** DATA PROVIDED follows **

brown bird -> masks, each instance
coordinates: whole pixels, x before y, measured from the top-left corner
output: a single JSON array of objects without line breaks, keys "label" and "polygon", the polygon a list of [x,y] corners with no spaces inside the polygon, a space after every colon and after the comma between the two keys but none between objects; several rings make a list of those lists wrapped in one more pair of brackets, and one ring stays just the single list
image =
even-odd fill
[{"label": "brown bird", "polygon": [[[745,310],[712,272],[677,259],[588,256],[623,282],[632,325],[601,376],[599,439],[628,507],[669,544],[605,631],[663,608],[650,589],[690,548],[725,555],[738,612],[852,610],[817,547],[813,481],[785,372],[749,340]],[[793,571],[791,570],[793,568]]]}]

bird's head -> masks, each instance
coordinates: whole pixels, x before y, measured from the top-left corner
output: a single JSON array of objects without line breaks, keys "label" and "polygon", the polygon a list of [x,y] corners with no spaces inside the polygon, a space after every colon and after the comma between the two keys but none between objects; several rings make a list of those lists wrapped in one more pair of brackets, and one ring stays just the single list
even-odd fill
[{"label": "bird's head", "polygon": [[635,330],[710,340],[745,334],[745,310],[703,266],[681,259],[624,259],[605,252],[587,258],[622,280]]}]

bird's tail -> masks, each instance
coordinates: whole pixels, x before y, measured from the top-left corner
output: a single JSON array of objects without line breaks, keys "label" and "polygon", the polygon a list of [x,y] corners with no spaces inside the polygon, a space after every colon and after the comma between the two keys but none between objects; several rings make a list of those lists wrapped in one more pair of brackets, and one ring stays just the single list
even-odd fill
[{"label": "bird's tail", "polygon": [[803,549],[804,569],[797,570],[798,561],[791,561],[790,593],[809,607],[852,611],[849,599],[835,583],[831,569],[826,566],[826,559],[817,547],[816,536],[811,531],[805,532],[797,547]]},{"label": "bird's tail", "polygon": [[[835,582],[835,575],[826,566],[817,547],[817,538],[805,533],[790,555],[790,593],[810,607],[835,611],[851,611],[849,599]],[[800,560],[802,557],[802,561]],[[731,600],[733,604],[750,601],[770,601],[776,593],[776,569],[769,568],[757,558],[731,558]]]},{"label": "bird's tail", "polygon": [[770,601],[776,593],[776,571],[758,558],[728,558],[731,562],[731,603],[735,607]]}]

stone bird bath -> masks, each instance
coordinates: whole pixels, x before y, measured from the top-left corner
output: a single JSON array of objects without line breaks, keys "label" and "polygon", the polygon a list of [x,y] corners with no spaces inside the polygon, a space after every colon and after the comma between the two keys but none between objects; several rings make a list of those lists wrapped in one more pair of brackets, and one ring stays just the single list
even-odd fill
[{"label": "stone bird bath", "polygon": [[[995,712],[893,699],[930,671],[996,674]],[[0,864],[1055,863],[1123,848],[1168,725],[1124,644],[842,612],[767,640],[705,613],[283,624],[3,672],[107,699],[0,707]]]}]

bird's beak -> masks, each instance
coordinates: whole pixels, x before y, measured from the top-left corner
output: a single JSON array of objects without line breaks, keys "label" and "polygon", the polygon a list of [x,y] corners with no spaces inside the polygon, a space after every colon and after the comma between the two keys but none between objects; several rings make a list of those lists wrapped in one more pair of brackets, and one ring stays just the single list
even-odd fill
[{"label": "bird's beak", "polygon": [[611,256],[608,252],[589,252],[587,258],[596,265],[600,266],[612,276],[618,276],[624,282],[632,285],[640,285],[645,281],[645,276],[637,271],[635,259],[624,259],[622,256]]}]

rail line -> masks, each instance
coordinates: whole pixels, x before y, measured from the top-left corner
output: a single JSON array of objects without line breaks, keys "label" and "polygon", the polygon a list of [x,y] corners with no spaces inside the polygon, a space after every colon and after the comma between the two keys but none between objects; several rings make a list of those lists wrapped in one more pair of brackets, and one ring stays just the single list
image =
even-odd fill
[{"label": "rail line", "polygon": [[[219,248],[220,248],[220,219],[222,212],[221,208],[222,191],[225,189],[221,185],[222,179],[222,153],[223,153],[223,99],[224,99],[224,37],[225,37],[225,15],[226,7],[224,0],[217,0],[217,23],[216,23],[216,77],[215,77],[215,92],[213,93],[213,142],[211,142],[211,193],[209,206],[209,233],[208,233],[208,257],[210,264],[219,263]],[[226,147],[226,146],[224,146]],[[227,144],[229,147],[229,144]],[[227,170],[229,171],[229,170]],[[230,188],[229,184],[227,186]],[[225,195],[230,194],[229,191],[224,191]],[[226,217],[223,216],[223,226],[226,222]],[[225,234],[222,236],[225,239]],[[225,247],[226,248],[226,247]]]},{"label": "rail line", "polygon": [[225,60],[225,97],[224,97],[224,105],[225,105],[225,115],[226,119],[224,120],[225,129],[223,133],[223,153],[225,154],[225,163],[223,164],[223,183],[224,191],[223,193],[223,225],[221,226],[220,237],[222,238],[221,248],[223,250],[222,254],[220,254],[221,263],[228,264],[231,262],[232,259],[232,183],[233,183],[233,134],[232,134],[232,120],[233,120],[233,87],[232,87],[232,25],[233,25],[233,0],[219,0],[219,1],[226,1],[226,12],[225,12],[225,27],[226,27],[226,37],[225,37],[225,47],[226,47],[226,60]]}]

** End of DATA PROVIDED **

THE PROBLEM: Your answer must be every record above, repeated exactly.

YOUR SOLUTION:
brown bird -> masks, each instance
coordinates: whole pixels, x before y, measured from the top-left corner
output: a single JSON array of objects without line breaks, keys "label" and "polygon", the polygon a list of [x,y] corners with no spaces inside the polygon, a space after every colon and after the comma between the two keys but none between objects; several rings make a list of those lists wrapped in one more pair of brackets, and one ring stays just the single list
image =
even-odd fill
[{"label": "brown bird", "polygon": [[[745,310],[712,272],[677,259],[588,256],[623,282],[632,325],[601,376],[599,439],[628,507],[669,544],[605,631],[663,608],[650,589],[690,548],[725,555],[738,612],[852,610],[817,547],[813,481],[785,372],[749,340]],[[793,571],[791,570],[793,568]]]}]

bird's head -> masks, each instance
coordinates: whole pixels, x before y, measured from the top-left corner
output: a single JSON array of objects without line breaks, keys "label" and "polygon", the polygon a list of [x,y] corners with no spaces inside the polygon, a space after every colon and after the comma between the two keys but none between objects; several rings make a list of those lists wrapped in one more pair of brackets, and one ring stays just the single list
even-odd fill
[{"label": "bird's head", "polygon": [[635,330],[710,340],[745,334],[745,310],[703,266],[681,259],[624,259],[605,252],[587,258],[622,280]]}]

bird's tail -> masks, each instance
coordinates: whole pixels, x before y, measured from the top-left corner
output: a single JSON array of objects without line breaks, keys "label" and "polygon", the polygon a list of [x,y] corners with no spaces inside the polygon, a space after every colon and after the comma between the two keys but none between objects; several rings make a list of those lists wrapped in one more pair of brackets, and one ring stays just the single list
even-odd fill
[{"label": "bird's tail", "polygon": [[803,549],[804,569],[797,570],[798,561],[791,561],[790,593],[809,607],[852,611],[849,599],[835,583],[831,569],[826,566],[826,559],[817,547],[816,536],[811,531],[805,532],[797,547]]},{"label": "bird's tail", "polygon": [[[835,582],[835,575],[826,566],[817,547],[817,538],[805,533],[790,555],[790,593],[810,607],[835,611],[851,611],[849,599]],[[800,560],[802,557],[802,561]],[[731,600],[733,604],[750,601],[770,601],[776,593],[776,569],[769,568],[757,558],[731,558]]]},{"label": "bird's tail", "polygon": [[770,601],[776,593],[776,571],[758,558],[728,558],[731,562],[731,603],[735,607]]}]

stone bird bath -> masks, each instance
coordinates: whole pixels, x before y, measured from the top-left corner
output: a single JSON array of objects without line breaks, keys "label" and "polygon", the polygon a list of [x,y] corners with no spaces inside the polygon, a space after every colon and after the comma between the two keys but none between objects; several rings make a list of those lists wrapped in one more pair of brackets, and one ring stays just the single list
even-odd fill
[{"label": "stone bird bath", "polygon": [[[995,712],[893,699],[930,671],[996,674]],[[0,864],[1055,863],[1123,848],[1168,725],[1124,644],[842,612],[767,640],[705,613],[283,624],[3,672],[107,699],[0,707]]]}]

bird's beak -> masks, each instance
coordinates: whole pixels, x before y, measured from the top-left corner
output: a single JSON array of objects without line breaks, keys "label" and "polygon", the polygon a list of [x,y] corners with no spaces inside the polygon, a space after every colon and after the comma between the two keys but none between objects; several rings make a list of those lists wrapped in one more pair of brackets, and one ring stays just the single list
even-odd fill
[{"label": "bird's beak", "polygon": [[611,256],[608,252],[589,252],[587,258],[596,265],[600,266],[612,276],[618,276],[624,282],[632,285],[640,285],[645,281],[645,276],[637,271],[635,259],[624,259],[622,256]]}]

rail line -> masks, each instance
coordinates: whole pixels, x before y, measured from the top-left corner
output: a single JSON array of objects without line breaks, keys "label" and "polygon", the polygon a list of [x,y] corners with no spaces inside the polygon, a space after every colon and after the comma between the two keys but none between objects; several rings make a list of those lists wrapped in one more pair of brackets, and one ring stays just the single list
image =
even-odd fill
[{"label": "rail line", "polygon": [[[219,248],[220,248],[220,219],[222,212],[221,208],[222,191],[225,189],[221,185],[222,179],[222,153],[223,153],[223,99],[224,99],[224,37],[225,37],[225,15],[226,7],[224,0],[217,0],[217,23],[216,23],[216,77],[215,77],[215,92],[213,93],[213,142],[211,142],[211,193],[209,206],[209,233],[208,233],[208,257],[210,264],[219,263]],[[226,147],[226,146],[224,146]],[[227,144],[229,147],[229,144]],[[227,170],[229,171],[229,170]],[[230,188],[229,184],[227,186]],[[225,195],[230,194],[229,191],[224,191]],[[226,217],[223,216],[223,226],[226,222]],[[225,234],[222,236],[225,239]],[[225,247],[226,248],[226,247]]]},{"label": "rail line", "polygon": [[225,60],[225,97],[224,97],[224,105],[225,105],[225,115],[226,119],[224,120],[225,129],[223,133],[223,153],[225,154],[225,163],[223,164],[223,183],[224,191],[223,193],[223,225],[221,226],[220,237],[222,238],[221,248],[223,250],[222,254],[220,254],[221,263],[228,264],[231,262],[232,259],[232,183],[233,183],[233,134],[232,134],[232,120],[233,120],[233,87],[232,87],[232,25],[233,25],[233,0],[219,0],[219,1],[226,1],[226,12],[225,12],[225,27],[226,27],[226,37],[225,37],[225,47],[226,47],[226,60]]}]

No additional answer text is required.